### THE EXERCISE
Your task is to transcribe all of the records exactly and leave out the pictures.

### DATA FOR THIS TASK
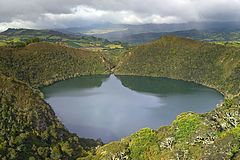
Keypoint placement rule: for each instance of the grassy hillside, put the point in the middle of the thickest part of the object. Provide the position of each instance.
(17, 37)
(213, 65)
(202, 35)
(30, 129)
(214, 135)
(43, 63)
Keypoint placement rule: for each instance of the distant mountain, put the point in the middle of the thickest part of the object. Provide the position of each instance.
(77, 41)
(146, 32)
(202, 35)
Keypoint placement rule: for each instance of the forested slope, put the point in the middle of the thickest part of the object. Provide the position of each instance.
(29, 127)
(210, 136)
(213, 65)
(43, 63)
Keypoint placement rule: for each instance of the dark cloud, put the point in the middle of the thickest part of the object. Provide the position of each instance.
(65, 13)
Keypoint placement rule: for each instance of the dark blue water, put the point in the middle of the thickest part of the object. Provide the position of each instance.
(110, 107)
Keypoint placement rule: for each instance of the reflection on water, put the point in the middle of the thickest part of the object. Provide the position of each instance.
(103, 107)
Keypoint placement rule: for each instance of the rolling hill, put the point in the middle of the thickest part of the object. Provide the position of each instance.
(213, 135)
(31, 129)
(43, 63)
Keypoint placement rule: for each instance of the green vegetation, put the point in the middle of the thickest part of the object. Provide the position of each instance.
(213, 65)
(44, 63)
(213, 135)
(20, 37)
(30, 129)
(225, 36)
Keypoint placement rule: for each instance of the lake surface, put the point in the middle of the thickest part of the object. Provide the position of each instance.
(110, 107)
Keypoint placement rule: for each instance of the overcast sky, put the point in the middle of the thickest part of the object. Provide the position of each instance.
(73, 13)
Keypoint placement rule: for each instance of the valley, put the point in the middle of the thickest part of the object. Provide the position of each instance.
(31, 128)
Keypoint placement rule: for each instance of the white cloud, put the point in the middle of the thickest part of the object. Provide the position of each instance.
(85, 13)
(60, 13)
(16, 24)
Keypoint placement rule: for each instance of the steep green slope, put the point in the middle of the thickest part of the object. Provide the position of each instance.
(44, 63)
(179, 58)
(213, 135)
(30, 129)
(232, 35)
(17, 37)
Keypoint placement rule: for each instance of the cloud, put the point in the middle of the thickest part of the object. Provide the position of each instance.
(66, 13)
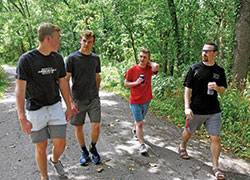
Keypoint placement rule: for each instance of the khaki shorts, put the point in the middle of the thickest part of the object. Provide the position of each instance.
(47, 122)
(92, 107)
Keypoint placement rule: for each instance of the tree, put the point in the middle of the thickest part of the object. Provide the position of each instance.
(242, 47)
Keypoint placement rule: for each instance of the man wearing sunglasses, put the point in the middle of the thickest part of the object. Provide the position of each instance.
(202, 84)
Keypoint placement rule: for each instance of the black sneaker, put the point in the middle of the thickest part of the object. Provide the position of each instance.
(84, 160)
(95, 156)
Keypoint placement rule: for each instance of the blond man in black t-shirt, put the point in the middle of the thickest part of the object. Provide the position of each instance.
(203, 81)
(40, 75)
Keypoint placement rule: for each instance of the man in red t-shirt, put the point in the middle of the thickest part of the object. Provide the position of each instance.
(138, 79)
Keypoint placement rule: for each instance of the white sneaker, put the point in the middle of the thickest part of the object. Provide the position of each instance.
(134, 134)
(143, 149)
(57, 166)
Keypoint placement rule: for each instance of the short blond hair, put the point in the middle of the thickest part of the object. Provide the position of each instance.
(88, 34)
(45, 29)
(145, 50)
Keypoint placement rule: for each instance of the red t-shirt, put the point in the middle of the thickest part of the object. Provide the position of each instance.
(141, 93)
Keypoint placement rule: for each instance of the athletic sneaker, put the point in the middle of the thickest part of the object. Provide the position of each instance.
(95, 156)
(84, 160)
(57, 166)
(143, 149)
(134, 134)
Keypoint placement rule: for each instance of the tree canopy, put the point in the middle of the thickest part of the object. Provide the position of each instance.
(174, 30)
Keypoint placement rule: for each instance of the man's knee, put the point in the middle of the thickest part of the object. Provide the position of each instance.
(95, 126)
(139, 124)
(187, 132)
(79, 129)
(41, 147)
(215, 138)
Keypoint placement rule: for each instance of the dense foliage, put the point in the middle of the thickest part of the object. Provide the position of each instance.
(169, 102)
(3, 81)
(174, 31)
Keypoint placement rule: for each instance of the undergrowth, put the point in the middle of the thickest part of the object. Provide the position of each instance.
(3, 82)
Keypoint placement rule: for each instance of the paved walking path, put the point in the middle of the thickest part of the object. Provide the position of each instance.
(119, 151)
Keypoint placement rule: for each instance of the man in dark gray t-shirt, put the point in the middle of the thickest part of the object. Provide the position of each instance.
(83, 67)
(40, 75)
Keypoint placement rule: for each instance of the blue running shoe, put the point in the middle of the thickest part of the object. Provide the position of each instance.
(84, 160)
(95, 156)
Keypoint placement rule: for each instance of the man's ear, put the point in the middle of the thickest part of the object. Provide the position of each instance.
(216, 52)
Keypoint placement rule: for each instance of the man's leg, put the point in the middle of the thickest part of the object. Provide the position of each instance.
(94, 138)
(215, 149)
(139, 131)
(79, 135)
(58, 148)
(185, 137)
(41, 158)
(95, 132)
(183, 146)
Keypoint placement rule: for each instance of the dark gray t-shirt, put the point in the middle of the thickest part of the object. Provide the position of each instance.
(197, 79)
(42, 74)
(83, 69)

### CORRECT RESULT
Keypoint placement rule: for each instance of the grassy hillside, put the point in the middle of the thickest part of the object. Provide the position of each instance.
(17, 37)
(213, 65)
(202, 35)
(30, 129)
(214, 135)
(43, 63)
Keypoint placement rule: for each instance of the distant mountain, put the point in the middle of the thickest part of the object. Provide the position of each instance.
(77, 41)
(146, 32)
(202, 35)
Keypoint placement rule: for each instance of the forested slope, put the point in the middle of the thickest part of the object. Provide the position of each instance.
(29, 127)
(210, 136)
(213, 65)
(43, 63)
Keypoint placement rule: for each instance of the dark cloud, put the point in the middle of the thickest part of the object. Provide the position of each instance.
(65, 13)
Keypoint placement rule: for each instance of the dark blue water, put the point in the middle of the thickest part of the object. Provide the position of each instance.
(110, 107)
Keypoint placement rule: for each instance of the reflection on water, put the point in the middle of the thickest part of the object. Provide the position of each instance.
(103, 107)
Keypoint placement rule: for each instance of the rolling hill, put the point in the middle of the thickest part of the object. Provide the position of each instance.
(213, 135)
(31, 129)
(43, 63)
Keypoint placement rule: for each instance of the green vegetation, put the point in the middle of the thickest part of the object. Provide the position of each instance.
(213, 65)
(44, 63)
(213, 135)
(20, 37)
(30, 129)
(225, 36)
Keypoint placement rule: for each instance of the lake surface, put the point in the middle of the thickest part of the object. Provide the position of each instance.
(110, 107)
Keypoint placement rule: for each instance of the overcast sky, put the point in the middle of the thickest part of the object. Provide the position of each instance.
(73, 13)
Keypoint placement rule: for each instance of the valley, put the point in the middle of the thickest part of the object. Provide the position of each instance.
(31, 128)
Keypoint placement rule: for each instance of the white cloud, put the point in the middle of the thickest part of the object. Provide the position of each instance.
(85, 13)
(60, 13)
(16, 24)
Keypoint placement rule: for each instance of the steep green slope, put the point in the middle of the thickest part of the object. Provide the position of each instance.
(44, 63)
(179, 58)
(213, 135)
(30, 129)
(232, 35)
(17, 37)
Keypoint placement rule: for each instance of the cloud, put the point in the middle of the thickest part of the object. Provide the position of each instance.
(66, 13)
Keypoint placement rule: for each instance of the khaki shorts, put the point in the middle of the thickest part of the object. Provide the position of each instance.
(47, 122)
(92, 107)
Keypoint placement rule: for each instance of the tree, put the point in the middle of the thickest part of the object. Provide the position of each instance.
(242, 47)
Keypoint placement rule: for each instance of the man wearing sunglasses, put the point in the middle of the thickest part of the object. Provide the position of each instance.
(202, 84)
Keypoint placement rule: for each instance of the black sneaker, put the point in the middle of the thickest part of the object. Provide the position of each instance.
(84, 160)
(95, 156)
Keypoint placement rule: for each instance of the blond man in black t-shirt, put the point in the middle of the thickest part of the object. Provide the position of each instance.
(203, 81)
(40, 75)
Keypoint placement rule: for each instance of the man in red t-shirt, put the point in the middle of the thickest part of the object. Provide the position of each instance.
(138, 79)
Keypoint placement rule: for each instance of the white sneaker, put the point in the middle of the thickest part of the object. Provide the position of each instance.
(134, 134)
(143, 149)
(57, 166)
Keypoint placement rule: for each instance of the short blond hair, put the point in the middle of the thickest part of the object. Provide the position of each instance.
(88, 34)
(45, 29)
(145, 50)
Keypoint placement rule: for each instance of the red t-shirt, put the point in the middle of the thickest part of the object. Provide the position of each instance.
(141, 93)
Keypoint placement rule: for each instance of the athletic sneaker, put the point in the middle of the thickest part of the object. Provide the position of each instance.
(95, 156)
(84, 160)
(57, 166)
(143, 149)
(134, 134)
Keypoint placement rule: for each instance of the tree canopy, put the point in the middle of the thickest part of the object. Provide the position of each instance.
(174, 30)
Keypoint placement rule: for each instance of the man's knee, put the point in the middle of the thickest part of the object. Provide the position of each instance.
(95, 126)
(139, 124)
(187, 132)
(79, 129)
(41, 147)
(215, 138)
Keypoint placement rule: for each instance of the dense foliage, put the point in the middle of the thickest part of the object. Provide the position of each instance.
(169, 102)
(3, 81)
(174, 31)
Keypoint placement rule: for each instance of the undergrowth, put the point in the middle of the thickest part of the object. Provide the position of each instance.
(3, 82)
Keypoint placement rule: for each instance of the paved walking path, put the point in the middle of the thickest part of the object. Provide the position of each instance.
(119, 151)
Keypoint placement rule: for each instance of the man in dark gray t-shirt, put the point in the middle of the thickest part of the object. Provide the position of each instance.
(83, 67)
(40, 75)
Keypoint placement rule: for each instance of the blue running shoe, put the point in the middle of the thickest part of the object. Provide the position of each instance.
(84, 160)
(95, 156)
Keypoint placement rule: for each instance of the man's ear, put the point in the middle of the thickest part of the object. Provide the position of each instance.
(216, 52)
Keypoint placement rule: for each instance of the man's leg, put the point in the middle of the thickest part of the object. Provide the position of each instance.
(94, 138)
(215, 149)
(139, 131)
(79, 135)
(58, 148)
(185, 137)
(41, 158)
(95, 132)
(183, 146)
Keypoint placement rule: for each instance of the dark gray t-shirt, put the point in the middle of the thickest part of the object. Provide the position of each instance.
(197, 79)
(42, 74)
(83, 69)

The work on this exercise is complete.